Your goal: Rewrite everything from "Athenogenes was the" down to "the historical record." in the text on Athenogenes of Petra, putting "archbishop" in place of "metropolitan".

Text under study:
= Athenogenes of Petra =

Athenogenes was the bishop of Petra and metropolitan of the province of Palaestina Tertia at the end of the sixth century. He is the last known bishop of Petra before the Muslim conquest of Palestine, when the bishopric fell into abeyance and Petra itself drops out of the historical record.

Athenogenes had a Greek name. He was the son of the holy woman Amma Damiana and one of his grandmothers was named Iannia. John Moschus, a contemporary writing probably after 604, in his Pratum spirituale quotes Damiana referring to her niece as "the most faithful Emperor Maurice's" niece also. Paul Goubert interpreted this passage as saying that Damiana was a sister of Maurice and Athenogenes his nephew. Ernest Honigmann argues that she was more likely a sister-in-law of one of Maurice's siblings, making Athenogenes a cousin of the emperor's niece but not a blood relative of the emperor. If this is correct, he may have been a cousin of Domitian of Melitene.

Entries shown:

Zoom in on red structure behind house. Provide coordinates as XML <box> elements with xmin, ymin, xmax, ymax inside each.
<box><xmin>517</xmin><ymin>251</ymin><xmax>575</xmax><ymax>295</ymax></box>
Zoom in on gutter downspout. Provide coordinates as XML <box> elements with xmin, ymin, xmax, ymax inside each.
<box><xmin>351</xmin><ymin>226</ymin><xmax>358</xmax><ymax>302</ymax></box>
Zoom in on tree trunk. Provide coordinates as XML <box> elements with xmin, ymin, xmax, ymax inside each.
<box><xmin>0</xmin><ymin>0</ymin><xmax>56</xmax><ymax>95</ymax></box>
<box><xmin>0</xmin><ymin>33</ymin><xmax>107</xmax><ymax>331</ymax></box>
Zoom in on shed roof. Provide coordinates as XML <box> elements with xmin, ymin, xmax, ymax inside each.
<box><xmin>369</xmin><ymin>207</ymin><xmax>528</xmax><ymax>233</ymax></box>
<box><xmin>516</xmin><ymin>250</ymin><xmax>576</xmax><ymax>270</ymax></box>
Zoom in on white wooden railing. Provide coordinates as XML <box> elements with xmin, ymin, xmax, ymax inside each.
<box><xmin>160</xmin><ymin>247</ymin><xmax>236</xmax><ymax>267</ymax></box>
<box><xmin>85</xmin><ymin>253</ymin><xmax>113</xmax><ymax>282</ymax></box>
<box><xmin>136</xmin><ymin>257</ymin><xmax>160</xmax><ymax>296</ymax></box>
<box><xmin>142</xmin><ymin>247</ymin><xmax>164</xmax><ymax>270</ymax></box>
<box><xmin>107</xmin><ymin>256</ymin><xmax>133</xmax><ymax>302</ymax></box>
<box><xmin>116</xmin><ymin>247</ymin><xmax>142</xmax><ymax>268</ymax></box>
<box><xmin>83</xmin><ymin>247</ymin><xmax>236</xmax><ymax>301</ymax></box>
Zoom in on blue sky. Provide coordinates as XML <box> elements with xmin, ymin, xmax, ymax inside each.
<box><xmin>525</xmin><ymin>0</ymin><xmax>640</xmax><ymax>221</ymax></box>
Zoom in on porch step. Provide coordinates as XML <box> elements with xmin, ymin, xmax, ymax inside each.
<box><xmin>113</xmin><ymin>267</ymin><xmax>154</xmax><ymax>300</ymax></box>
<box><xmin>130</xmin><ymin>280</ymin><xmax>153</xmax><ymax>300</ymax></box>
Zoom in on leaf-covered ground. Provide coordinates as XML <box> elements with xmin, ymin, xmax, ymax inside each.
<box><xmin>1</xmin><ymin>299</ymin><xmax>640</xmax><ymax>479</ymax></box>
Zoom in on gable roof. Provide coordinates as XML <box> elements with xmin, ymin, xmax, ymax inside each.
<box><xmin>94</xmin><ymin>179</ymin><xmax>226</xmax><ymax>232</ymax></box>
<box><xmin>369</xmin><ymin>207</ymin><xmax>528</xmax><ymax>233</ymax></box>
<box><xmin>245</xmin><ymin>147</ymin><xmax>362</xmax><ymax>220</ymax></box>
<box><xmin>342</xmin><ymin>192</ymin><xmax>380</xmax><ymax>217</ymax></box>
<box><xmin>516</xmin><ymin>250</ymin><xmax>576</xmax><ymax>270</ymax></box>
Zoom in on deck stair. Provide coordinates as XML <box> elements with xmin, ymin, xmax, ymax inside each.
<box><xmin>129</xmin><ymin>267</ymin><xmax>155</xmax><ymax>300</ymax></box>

Solution to the exercise:
Athenogenes was the bishop of Petra and archbishop of the province of Palaestina Tertia at the end of the sixth century. He is the last known bishop of Petra before the Muslim conquest of Palestine, when the bishopric fell into abeyance and Petra itself drops out of the historical record.